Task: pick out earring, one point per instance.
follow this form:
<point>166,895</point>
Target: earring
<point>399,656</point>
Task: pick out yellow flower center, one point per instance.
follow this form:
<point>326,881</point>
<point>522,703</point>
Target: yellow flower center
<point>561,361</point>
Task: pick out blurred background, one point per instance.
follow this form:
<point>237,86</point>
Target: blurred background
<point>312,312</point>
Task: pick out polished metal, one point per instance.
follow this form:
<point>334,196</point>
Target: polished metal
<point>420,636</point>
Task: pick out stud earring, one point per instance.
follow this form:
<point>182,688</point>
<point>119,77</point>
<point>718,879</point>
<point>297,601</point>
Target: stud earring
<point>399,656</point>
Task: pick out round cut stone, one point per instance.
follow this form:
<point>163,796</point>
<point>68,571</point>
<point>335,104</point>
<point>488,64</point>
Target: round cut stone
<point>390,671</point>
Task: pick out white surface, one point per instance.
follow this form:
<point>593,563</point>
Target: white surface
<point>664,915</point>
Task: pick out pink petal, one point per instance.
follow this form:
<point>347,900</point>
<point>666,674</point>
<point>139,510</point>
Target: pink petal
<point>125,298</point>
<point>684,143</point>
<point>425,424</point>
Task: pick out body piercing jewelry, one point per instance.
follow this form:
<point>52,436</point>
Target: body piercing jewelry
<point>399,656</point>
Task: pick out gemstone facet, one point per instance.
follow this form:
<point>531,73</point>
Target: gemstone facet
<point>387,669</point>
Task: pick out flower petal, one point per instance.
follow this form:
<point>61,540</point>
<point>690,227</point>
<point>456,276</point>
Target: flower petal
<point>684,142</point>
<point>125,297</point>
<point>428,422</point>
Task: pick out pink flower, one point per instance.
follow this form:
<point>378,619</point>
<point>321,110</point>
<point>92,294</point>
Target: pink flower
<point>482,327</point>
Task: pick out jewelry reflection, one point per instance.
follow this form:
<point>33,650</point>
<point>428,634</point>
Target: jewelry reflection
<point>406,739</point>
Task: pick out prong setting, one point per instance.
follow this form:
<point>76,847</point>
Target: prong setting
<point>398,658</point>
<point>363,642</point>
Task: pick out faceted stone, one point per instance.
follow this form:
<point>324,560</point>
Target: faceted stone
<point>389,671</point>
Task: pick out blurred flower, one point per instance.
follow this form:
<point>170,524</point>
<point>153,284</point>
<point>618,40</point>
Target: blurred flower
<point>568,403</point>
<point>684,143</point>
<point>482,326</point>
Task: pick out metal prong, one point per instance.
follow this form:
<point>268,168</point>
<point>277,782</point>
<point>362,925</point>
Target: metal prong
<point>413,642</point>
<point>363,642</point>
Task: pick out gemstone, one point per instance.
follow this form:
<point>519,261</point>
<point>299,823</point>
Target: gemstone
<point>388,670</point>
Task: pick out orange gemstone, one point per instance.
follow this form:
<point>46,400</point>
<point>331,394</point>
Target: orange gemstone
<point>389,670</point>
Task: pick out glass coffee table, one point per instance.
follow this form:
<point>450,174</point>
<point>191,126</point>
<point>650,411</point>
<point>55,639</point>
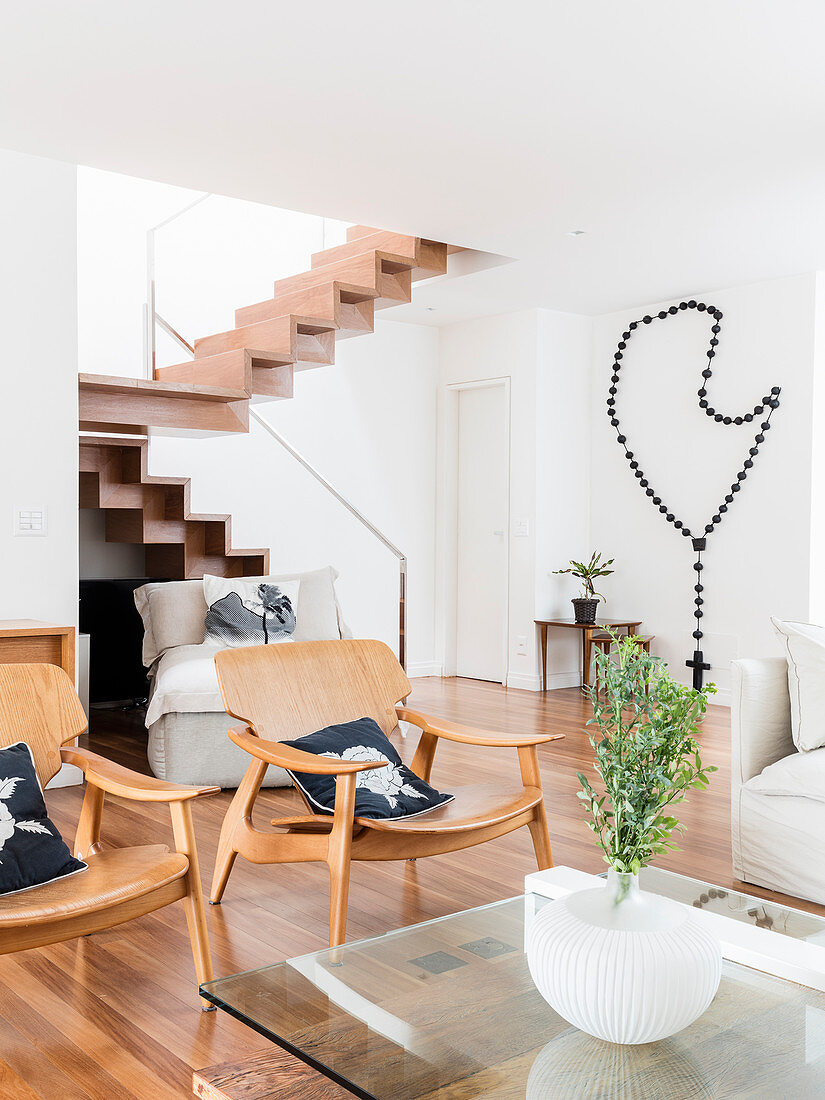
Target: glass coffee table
<point>448,1010</point>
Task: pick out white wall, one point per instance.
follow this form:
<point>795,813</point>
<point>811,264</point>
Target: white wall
<point>369,425</point>
<point>39,441</point>
<point>757,562</point>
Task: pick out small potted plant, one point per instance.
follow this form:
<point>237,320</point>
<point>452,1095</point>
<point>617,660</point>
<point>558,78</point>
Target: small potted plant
<point>618,963</point>
<point>584,606</point>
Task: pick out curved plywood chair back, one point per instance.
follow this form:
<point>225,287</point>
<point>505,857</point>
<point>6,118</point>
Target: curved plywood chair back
<point>39,705</point>
<point>292,689</point>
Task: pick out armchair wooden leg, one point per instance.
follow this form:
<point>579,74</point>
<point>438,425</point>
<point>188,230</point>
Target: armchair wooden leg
<point>340,847</point>
<point>540,835</point>
<point>194,901</point>
<point>240,810</point>
<point>87,839</point>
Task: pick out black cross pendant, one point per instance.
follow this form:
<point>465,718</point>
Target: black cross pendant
<point>699,664</point>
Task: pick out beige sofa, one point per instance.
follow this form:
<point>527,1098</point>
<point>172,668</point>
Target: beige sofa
<point>778,794</point>
<point>186,722</point>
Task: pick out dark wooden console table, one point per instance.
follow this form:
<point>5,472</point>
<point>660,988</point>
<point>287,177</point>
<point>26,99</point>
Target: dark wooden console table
<point>586,629</point>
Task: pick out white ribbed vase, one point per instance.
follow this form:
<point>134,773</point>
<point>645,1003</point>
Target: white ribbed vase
<point>623,965</point>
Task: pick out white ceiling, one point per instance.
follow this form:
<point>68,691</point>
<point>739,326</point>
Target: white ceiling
<point>686,139</point>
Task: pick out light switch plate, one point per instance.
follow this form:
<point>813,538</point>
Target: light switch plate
<point>31,521</point>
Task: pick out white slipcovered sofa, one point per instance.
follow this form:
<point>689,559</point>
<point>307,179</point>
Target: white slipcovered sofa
<point>778,794</point>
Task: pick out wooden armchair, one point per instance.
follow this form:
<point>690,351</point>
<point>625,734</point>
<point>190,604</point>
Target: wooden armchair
<point>39,705</point>
<point>283,692</point>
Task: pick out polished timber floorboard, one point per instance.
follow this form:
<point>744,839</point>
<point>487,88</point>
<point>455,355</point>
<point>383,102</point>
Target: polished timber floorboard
<point>116,1015</point>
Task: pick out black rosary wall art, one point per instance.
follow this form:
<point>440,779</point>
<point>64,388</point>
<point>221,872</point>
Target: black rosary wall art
<point>761,413</point>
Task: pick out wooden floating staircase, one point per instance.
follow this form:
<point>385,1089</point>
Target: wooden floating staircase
<point>294,330</point>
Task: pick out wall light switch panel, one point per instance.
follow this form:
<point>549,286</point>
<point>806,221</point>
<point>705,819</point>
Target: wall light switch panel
<point>31,521</point>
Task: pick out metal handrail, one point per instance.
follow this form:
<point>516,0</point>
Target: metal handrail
<point>153,319</point>
<point>362,519</point>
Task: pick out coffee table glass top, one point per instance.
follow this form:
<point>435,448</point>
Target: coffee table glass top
<point>448,1010</point>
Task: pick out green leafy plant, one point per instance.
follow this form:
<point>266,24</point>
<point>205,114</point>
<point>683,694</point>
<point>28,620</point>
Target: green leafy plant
<point>586,572</point>
<point>644,737</point>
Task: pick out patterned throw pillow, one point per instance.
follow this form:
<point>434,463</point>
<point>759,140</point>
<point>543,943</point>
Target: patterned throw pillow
<point>249,613</point>
<point>393,791</point>
<point>32,851</point>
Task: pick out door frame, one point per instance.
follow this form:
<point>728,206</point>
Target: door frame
<point>450,514</point>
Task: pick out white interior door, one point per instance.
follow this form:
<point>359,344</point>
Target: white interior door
<point>482,534</point>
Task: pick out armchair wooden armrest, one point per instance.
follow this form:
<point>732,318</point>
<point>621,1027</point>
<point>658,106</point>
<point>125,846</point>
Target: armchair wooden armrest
<point>469,735</point>
<point>114,779</point>
<point>285,756</point>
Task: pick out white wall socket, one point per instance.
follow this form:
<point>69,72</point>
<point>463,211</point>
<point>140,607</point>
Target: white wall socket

########################################

— Exercise goal —
Using only the entries above, output the line with "<point>64,388</point>", the line with "Task: pick out coffee", and all lines between them, exactly as they stand.

— Result of the task —
<point>64,388</point>
<point>221,872</point>
Target: black rosary wall art
<point>761,413</point>
Task: pick out wooden floating staircase, one point per instance.
follow this form:
<point>385,1089</point>
Target: wooden floating staircase
<point>294,330</point>
Task: pick out wall light switch panel, one point per instance.
follow this form:
<point>549,286</point>
<point>806,221</point>
<point>705,819</point>
Target: wall light switch panel
<point>31,521</point>
Task: pick out metal handrail, one point per instance.
follow this form:
<point>516,0</point>
Target: metal handrail
<point>153,319</point>
<point>362,519</point>
Task: pick out coffee table glass top, one point per instance.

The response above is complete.